▶ _WHAT NEEDS TO BE DONE_: Below are the records. Restate word for word every line from the one that contains "Query — weeds growing on ground" through the final line, both included.

Items from a dataset:
+ + +
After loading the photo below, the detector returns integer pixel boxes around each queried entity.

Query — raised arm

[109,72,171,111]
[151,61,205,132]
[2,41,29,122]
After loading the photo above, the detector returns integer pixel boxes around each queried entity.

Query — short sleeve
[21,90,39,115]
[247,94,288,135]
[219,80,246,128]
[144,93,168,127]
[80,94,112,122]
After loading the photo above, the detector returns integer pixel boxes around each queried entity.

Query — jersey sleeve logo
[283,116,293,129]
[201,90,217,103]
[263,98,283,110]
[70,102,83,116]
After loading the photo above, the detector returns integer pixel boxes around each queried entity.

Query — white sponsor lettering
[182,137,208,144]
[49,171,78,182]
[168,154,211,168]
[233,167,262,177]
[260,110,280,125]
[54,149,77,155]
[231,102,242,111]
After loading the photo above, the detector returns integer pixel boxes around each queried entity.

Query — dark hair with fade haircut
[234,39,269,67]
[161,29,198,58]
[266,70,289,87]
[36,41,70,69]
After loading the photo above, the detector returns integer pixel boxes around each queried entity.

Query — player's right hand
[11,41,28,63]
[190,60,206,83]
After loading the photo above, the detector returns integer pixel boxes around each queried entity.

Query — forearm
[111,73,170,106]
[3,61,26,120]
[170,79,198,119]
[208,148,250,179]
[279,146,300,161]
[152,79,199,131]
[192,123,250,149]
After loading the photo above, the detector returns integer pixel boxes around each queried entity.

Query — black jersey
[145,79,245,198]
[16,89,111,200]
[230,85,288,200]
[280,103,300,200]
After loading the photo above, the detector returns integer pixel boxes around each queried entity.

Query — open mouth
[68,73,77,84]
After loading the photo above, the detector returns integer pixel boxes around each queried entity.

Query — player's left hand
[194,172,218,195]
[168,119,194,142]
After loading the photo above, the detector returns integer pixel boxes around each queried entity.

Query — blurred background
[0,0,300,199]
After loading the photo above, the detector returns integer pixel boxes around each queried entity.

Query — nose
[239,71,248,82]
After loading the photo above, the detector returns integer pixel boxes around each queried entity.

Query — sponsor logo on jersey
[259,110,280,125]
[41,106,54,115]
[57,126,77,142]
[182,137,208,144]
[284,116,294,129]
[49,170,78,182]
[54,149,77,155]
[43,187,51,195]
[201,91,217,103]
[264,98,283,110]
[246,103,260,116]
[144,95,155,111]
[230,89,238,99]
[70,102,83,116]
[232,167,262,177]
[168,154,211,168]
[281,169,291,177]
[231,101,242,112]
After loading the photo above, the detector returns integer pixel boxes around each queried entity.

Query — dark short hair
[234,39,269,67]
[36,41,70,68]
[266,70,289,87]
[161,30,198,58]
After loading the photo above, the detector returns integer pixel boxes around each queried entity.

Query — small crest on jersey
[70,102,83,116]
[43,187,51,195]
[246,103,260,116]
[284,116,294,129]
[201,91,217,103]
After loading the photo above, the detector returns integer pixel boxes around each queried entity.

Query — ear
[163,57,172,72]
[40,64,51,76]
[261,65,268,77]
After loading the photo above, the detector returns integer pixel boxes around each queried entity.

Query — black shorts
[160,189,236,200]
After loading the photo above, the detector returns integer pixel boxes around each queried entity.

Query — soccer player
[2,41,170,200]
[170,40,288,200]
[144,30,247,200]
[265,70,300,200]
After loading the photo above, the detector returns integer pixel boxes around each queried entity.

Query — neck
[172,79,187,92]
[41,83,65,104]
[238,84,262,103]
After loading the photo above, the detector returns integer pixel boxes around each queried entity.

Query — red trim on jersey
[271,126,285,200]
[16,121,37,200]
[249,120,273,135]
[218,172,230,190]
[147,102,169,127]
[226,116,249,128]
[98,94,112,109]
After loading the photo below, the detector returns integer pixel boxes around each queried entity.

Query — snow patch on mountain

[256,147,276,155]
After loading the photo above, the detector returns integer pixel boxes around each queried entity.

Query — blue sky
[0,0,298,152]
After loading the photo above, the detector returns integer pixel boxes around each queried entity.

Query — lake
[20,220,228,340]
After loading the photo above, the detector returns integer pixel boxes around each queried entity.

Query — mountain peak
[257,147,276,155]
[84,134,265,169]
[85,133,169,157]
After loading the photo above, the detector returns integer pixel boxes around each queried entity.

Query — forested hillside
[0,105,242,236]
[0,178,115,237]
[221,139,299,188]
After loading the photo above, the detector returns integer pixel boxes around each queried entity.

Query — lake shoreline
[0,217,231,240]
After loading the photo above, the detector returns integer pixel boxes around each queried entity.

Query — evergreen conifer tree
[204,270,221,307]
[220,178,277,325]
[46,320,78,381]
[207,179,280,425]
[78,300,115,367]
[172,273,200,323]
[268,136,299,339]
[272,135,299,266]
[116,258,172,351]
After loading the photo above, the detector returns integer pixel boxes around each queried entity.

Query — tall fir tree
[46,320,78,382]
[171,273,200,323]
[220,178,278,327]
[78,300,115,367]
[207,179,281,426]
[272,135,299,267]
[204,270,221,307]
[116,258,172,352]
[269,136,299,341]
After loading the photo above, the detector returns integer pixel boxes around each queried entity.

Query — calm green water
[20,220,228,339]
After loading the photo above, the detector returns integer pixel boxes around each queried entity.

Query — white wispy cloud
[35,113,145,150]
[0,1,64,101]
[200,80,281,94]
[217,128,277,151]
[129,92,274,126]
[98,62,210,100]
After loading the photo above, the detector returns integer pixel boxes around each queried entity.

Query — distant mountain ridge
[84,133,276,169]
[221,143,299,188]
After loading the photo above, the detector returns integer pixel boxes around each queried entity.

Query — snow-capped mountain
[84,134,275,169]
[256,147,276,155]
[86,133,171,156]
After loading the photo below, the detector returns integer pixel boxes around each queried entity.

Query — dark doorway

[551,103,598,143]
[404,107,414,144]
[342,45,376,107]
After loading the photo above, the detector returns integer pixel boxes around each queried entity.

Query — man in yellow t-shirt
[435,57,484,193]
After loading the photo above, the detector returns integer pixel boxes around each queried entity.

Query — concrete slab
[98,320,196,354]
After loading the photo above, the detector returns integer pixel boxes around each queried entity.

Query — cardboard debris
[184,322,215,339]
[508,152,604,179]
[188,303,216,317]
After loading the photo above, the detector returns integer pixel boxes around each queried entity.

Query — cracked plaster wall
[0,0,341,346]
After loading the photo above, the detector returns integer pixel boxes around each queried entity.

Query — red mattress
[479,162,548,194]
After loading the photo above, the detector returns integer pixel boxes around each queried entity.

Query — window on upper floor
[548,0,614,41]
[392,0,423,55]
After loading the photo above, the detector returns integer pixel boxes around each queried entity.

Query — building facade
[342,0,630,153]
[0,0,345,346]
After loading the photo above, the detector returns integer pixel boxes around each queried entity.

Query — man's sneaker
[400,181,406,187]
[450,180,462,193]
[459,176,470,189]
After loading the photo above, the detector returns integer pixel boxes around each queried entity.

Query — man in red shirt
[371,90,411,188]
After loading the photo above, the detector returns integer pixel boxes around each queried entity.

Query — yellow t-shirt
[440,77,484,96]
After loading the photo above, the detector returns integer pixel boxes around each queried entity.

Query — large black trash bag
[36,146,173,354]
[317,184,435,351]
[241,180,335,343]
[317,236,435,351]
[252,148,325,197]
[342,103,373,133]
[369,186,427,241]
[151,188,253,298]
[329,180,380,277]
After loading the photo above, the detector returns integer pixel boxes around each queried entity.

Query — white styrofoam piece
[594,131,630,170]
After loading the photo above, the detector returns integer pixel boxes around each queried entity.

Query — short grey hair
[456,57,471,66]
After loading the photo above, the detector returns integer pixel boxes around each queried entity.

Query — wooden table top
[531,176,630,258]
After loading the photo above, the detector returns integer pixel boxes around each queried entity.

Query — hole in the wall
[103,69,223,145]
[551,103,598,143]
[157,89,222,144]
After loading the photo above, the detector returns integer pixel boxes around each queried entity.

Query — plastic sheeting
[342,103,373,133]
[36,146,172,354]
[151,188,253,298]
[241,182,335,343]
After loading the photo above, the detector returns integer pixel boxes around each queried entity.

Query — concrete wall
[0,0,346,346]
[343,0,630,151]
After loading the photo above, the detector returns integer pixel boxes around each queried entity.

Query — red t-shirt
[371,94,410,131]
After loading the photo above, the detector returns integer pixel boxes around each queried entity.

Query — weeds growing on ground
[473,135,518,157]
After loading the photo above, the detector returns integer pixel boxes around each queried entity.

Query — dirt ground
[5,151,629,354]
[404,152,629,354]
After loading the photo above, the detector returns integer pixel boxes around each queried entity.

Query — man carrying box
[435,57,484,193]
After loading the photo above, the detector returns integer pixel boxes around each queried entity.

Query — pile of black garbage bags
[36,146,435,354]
+ + +
▶ _WRITTEN REPLY_:
Query — weeds growing on ground
[473,135,518,157]
After loading the photo above, the detector returns integer pixel boxes around each queried entity.

Query — dirt ground
[5,151,629,354]
[404,152,629,354]
After loading the photo above, the detector returns integer pixel boxes around each queried entity.

Query — man carrying box
[435,57,484,193]
After loading the photo above, the detector returns integer pixel boxes around each queried entity.

Query — pile of black garbage bags
[36,146,435,354]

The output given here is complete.